▶ [Problem to work on]: Copy, exactly and without additions, every line in the records below from the one holding "pin: the concrete" through the one holding "pin: the metal", both ends included.
# # #
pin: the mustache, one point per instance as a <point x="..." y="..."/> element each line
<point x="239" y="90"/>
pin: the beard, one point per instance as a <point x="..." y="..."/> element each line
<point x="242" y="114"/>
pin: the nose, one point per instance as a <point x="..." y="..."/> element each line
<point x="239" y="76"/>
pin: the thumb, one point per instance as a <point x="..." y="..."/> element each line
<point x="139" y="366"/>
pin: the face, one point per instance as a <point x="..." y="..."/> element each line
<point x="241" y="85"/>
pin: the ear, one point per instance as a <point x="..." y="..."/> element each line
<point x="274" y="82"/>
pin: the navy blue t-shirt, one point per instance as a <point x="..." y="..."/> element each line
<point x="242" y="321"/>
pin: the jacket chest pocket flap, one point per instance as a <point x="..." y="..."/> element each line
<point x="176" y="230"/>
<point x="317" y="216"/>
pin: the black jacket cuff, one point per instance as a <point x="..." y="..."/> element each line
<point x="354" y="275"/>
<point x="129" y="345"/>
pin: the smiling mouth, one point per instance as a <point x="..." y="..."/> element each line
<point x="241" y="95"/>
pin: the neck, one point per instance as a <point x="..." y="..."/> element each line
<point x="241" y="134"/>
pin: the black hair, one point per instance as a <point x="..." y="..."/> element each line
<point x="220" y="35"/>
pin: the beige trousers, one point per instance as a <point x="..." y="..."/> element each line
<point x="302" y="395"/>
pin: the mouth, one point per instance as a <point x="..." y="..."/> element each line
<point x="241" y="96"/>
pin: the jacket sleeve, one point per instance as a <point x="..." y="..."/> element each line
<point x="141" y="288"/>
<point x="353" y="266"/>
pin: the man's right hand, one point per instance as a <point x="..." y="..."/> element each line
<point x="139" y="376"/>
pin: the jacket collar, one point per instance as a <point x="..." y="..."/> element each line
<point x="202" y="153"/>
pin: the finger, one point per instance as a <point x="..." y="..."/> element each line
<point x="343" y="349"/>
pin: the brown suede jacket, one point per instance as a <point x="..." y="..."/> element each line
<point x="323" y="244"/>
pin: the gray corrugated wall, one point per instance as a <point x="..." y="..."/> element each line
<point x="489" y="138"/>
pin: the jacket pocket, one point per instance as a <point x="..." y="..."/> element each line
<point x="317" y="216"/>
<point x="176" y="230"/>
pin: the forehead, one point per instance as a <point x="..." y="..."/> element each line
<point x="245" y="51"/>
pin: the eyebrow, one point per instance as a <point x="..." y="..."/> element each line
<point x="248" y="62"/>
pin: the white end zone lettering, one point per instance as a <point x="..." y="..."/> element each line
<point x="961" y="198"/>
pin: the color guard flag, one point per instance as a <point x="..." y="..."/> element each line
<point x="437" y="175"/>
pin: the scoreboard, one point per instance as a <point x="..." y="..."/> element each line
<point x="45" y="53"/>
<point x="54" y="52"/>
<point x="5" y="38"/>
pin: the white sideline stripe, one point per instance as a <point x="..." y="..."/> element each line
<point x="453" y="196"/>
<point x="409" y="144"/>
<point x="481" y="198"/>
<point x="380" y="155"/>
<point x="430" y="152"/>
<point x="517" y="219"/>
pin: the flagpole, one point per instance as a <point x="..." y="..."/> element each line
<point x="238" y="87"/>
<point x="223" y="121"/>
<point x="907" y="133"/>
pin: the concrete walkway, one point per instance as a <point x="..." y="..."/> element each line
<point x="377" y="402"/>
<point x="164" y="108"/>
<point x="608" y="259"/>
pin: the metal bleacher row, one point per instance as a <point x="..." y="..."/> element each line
# # #
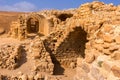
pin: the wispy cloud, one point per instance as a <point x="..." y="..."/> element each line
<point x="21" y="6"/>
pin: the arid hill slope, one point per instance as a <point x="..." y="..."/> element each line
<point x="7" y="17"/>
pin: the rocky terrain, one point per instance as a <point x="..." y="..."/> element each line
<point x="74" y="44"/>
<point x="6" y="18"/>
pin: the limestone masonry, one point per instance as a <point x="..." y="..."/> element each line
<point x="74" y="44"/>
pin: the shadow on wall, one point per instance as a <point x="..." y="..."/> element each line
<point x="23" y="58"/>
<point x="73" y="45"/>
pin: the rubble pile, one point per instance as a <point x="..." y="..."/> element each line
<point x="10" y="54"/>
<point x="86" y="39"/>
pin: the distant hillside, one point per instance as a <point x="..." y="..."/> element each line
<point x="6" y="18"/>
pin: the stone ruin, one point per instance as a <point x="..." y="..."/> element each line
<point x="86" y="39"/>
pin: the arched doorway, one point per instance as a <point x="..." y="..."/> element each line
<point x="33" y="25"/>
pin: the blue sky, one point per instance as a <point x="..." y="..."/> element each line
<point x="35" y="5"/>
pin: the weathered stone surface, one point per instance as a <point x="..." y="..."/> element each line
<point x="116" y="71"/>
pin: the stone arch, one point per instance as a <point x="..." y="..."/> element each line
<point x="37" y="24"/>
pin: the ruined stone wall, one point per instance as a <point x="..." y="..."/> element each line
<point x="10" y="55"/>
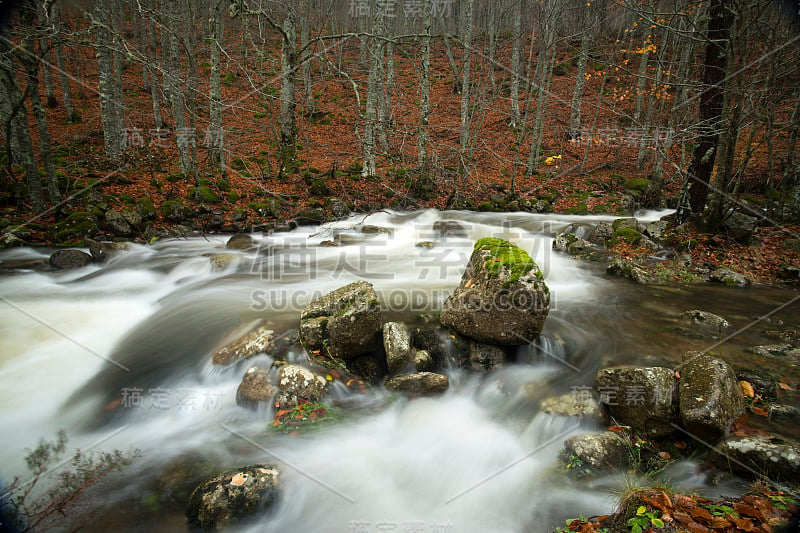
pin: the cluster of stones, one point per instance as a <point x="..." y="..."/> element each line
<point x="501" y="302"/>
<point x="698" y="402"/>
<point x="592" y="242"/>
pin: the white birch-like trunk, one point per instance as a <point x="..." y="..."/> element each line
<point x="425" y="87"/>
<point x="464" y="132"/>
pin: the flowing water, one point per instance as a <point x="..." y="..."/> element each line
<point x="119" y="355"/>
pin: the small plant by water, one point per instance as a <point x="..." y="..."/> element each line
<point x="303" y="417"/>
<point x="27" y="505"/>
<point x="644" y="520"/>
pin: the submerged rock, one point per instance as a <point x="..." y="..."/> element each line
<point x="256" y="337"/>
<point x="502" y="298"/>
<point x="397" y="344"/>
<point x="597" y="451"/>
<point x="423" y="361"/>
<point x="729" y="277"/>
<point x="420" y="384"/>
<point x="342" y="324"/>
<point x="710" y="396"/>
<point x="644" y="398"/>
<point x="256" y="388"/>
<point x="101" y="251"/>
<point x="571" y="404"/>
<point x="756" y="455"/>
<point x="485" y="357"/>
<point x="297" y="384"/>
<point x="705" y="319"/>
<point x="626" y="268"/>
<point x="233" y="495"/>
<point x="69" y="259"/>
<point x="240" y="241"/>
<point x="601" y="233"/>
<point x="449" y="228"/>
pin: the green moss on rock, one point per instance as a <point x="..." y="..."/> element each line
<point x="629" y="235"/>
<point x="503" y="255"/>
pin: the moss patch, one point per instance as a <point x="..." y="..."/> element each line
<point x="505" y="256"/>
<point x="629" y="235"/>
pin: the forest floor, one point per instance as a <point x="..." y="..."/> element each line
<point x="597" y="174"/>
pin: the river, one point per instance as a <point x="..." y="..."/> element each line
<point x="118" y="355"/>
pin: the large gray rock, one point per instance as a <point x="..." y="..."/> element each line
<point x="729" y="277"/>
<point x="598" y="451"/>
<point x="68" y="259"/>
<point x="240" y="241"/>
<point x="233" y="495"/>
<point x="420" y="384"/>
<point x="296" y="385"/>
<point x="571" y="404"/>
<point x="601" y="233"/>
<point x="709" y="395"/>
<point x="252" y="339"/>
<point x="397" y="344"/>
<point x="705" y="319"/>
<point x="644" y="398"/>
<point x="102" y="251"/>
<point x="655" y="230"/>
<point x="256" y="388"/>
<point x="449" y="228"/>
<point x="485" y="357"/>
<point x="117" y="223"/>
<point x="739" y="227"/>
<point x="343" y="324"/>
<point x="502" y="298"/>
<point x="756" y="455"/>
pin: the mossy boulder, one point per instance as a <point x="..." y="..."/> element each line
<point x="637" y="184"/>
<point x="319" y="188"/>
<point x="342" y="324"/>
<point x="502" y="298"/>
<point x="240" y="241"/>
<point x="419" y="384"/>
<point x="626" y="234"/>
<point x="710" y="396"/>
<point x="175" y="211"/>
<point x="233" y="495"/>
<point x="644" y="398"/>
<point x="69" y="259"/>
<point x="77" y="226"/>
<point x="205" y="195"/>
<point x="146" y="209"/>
# # #
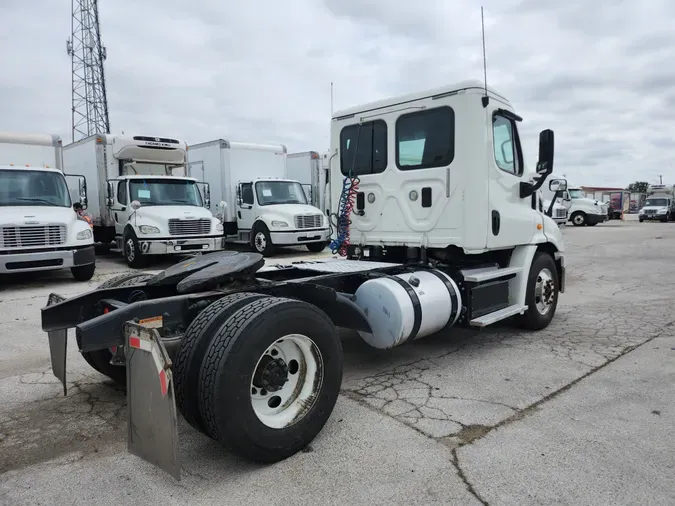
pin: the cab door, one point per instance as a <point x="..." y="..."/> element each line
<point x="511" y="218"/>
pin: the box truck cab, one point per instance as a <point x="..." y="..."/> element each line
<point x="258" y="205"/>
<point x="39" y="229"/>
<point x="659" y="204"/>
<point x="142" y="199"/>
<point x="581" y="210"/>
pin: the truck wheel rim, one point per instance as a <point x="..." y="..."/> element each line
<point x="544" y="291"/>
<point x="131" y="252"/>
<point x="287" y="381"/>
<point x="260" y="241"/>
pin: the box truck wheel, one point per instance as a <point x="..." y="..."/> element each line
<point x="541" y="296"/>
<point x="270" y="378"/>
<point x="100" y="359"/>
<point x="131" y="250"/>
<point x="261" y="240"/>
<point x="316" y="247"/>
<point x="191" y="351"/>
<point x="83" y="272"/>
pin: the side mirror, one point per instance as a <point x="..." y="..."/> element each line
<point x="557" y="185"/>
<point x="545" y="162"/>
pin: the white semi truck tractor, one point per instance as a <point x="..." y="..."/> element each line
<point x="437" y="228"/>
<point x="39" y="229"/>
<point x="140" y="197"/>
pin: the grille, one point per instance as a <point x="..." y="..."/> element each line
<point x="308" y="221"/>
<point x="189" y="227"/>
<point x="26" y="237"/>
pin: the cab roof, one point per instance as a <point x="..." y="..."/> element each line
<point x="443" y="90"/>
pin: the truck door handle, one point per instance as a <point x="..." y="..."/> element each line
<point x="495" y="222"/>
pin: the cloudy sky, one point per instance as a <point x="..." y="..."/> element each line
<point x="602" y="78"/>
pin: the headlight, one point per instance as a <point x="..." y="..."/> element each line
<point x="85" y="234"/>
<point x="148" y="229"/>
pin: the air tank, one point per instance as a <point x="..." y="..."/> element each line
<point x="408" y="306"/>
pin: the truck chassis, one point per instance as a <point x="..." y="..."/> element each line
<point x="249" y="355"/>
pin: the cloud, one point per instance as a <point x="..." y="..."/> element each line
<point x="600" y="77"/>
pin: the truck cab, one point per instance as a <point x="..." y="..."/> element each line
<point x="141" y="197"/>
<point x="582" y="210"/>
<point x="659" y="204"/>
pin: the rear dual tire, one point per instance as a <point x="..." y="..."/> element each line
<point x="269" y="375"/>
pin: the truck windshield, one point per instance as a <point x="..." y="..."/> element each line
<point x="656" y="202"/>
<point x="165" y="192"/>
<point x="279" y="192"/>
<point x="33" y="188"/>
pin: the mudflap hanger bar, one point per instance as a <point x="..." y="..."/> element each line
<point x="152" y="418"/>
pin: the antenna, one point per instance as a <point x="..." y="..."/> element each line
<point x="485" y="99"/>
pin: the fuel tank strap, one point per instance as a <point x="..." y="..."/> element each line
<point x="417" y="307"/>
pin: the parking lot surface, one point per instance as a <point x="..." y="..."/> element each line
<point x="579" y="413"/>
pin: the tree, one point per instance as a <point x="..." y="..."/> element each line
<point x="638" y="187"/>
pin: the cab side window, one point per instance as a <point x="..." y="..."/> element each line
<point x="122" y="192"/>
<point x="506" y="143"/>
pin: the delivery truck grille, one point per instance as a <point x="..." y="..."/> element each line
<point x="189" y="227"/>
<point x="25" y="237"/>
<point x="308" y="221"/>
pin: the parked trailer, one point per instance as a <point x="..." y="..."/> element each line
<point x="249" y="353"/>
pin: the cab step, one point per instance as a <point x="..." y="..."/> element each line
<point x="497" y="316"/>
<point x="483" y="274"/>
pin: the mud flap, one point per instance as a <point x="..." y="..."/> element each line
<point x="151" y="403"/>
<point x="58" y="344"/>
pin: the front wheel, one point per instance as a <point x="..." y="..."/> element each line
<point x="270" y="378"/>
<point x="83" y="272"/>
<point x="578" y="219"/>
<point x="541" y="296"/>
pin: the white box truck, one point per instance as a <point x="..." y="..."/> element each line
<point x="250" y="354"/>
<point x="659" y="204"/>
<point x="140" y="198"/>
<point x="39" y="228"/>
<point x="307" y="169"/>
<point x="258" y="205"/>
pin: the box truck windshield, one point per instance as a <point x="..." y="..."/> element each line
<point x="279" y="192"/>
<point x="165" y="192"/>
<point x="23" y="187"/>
# # #
▶ [Solution below]:
pin: the concrete walkway, one point per instance as a <point x="..." y="..."/> element each line
<point x="377" y="402"/>
<point x="164" y="108"/>
<point x="608" y="259"/>
pin: the metal bleacher row, one point per instance as a <point x="..." y="..."/> element each line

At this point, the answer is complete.